[Dataset excerpts on object pointing]
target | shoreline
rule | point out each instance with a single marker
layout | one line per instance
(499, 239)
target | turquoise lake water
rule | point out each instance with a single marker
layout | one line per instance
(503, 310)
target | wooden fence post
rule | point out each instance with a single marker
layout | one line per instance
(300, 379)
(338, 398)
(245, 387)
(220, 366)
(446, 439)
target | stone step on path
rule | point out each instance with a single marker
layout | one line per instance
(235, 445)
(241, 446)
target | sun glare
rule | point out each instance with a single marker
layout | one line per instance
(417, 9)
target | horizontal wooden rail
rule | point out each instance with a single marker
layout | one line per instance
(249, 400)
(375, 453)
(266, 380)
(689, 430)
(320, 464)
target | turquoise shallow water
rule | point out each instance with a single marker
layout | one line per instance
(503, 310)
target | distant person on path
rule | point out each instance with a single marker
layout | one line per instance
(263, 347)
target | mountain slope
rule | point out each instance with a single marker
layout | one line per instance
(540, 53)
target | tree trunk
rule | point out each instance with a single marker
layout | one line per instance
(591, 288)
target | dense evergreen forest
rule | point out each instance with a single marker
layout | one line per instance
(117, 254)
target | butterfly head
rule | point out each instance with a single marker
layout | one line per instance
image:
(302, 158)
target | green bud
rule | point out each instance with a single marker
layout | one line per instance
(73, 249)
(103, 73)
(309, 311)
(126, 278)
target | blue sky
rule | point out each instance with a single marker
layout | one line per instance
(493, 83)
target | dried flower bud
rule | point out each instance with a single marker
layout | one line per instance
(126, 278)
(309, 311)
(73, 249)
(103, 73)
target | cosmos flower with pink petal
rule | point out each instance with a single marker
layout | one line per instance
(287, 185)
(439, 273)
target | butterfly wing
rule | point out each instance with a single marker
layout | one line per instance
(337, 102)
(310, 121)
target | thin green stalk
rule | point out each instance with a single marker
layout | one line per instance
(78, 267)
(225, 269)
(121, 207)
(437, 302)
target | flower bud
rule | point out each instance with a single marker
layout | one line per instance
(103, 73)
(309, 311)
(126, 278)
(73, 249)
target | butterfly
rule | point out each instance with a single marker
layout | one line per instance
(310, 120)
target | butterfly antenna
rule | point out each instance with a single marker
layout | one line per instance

Exercise instructions -
Reproduce everything from the line containing "target | butterfly head" down through the end of the records, requests included, shifting every coordinate by adding 53 to it.

Response to this exercise -
target | butterfly head
rule | point out each instance with a single marker
layout | one line per instance
image:
(355, 211)
target | green bud
rule | point out each instance with a single marker
layout | one line per instance
(126, 302)
(156, 126)
(362, 364)
(179, 331)
target | blue sky
rule | point out each instance with a single marker
layout | one line per instance
(546, 136)
target | dried flower bud
rule | point out each instance with a single marker
layout | one line per instance
(179, 331)
(362, 364)
(126, 302)
(156, 126)
target | cosmos flower with pink petal
rule | point out each instance with a single marker
layout | one line per instance
(340, 238)
(492, 326)
target | butterfly wing
rule | point out each instance with a single marker
layout | one line per instance
(390, 155)
(363, 174)
target | thin green stalk
rule | point out each instance with a single marker
layout | one line per instance
(131, 320)
(278, 322)
(174, 260)
(490, 355)
target | flower bud
rule | point out each instance with a single marker
layout | one line per instance
(156, 126)
(362, 364)
(179, 331)
(126, 302)
target | butterfly
rule | point out each instance with a single marker
layout | one line per instance
(363, 173)
target | butterfly antenna
rule | point out each instance with a single marker
layout | one line per instance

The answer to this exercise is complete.